-- BEGIN TEXT SHOWN --

Jewelry Industry Summit

The Open Forum on Sustainability & Responsible Sourcing in the Jewelry Industry

The Open Forum on Sustainability and Responsible Sourcing in the Jewelry Industry

2017 Final Summit Report

Firstly, we want to thank everyone that attended for making the second Jewelry Industry Summit a success! Nearly 150 people from 14 different countries came together to continue the work begun in New York in March of 2016, to take collective action towards strengthening our sustainable and responsible supply chain.

The goals of the second Summit included the development of a shared vision for key segments of the industry supply chain that support the broader industry vision for sustainable business and responsible sourcing.  Another important goal was to develop practical tools and strategies that are easily accessible, allowing businesses to make progress through continuous improvement.

Building on existing efforts and generating new initiatives, participants at the Second Jewelry Industry Summit engaged in dynamic and innovative ways to make their mark on the responsible jewelry movement. The initiatives created touch on a broad range of the jewelry supply chain and reflect the creative ways that anyone can participate in advancing the Summit mission, including some of the following:

  • The Small Jeweler Ethical Toolkit: A virtual toolkit to aid small jewelers in understanding the issues and existing standards in the jewelry industry. It also aims to provide resources and tools to help small jewelers on their ethical journey.

-- END TEXT SHOWN --
-- BEGIN SOURCE EXCERPT --

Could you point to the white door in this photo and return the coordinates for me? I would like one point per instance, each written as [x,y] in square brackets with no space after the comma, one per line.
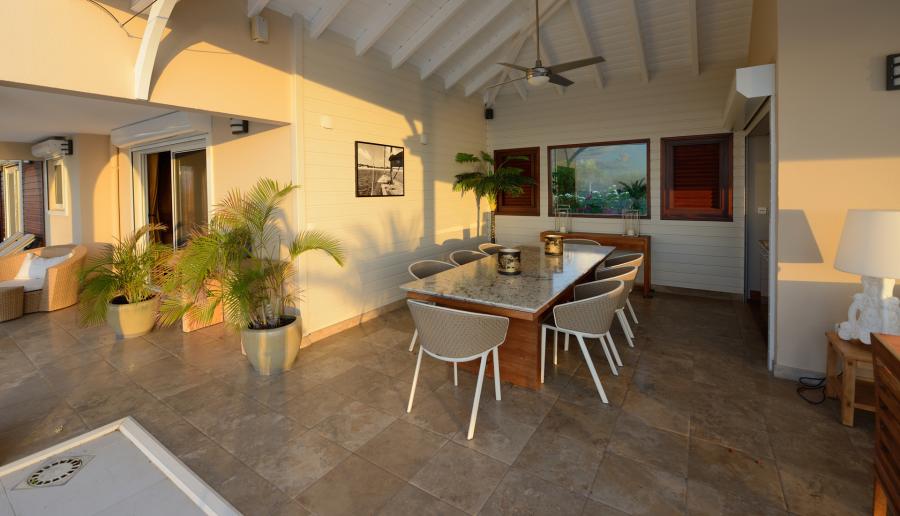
[13,220]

-- END SOURCE EXCERPT --

**PROBLEM STATEMENT:** Decide whether each statement below agrees with the summit report, answering yes or no and quoting the deciding words from the report. 1. Nearly 150 people from 14 countries attended the second Summit. 2. The Small Jeweler Ethical Toolkit is a printed handbook. 3. One goal of the second Summit was to develop tools and strategies that are easily accessible.

**RESPONSE TO THIS TASK:**
1. Yes: "Nearly 150 people from 14 different countries came together"
2. No: "A virtual toolkit to aid small jewelers in understanding the issues and existing standards in the jewelry industry."
3. Yes: "Another important goal was to develop practical tools and strategies that are easily accessible"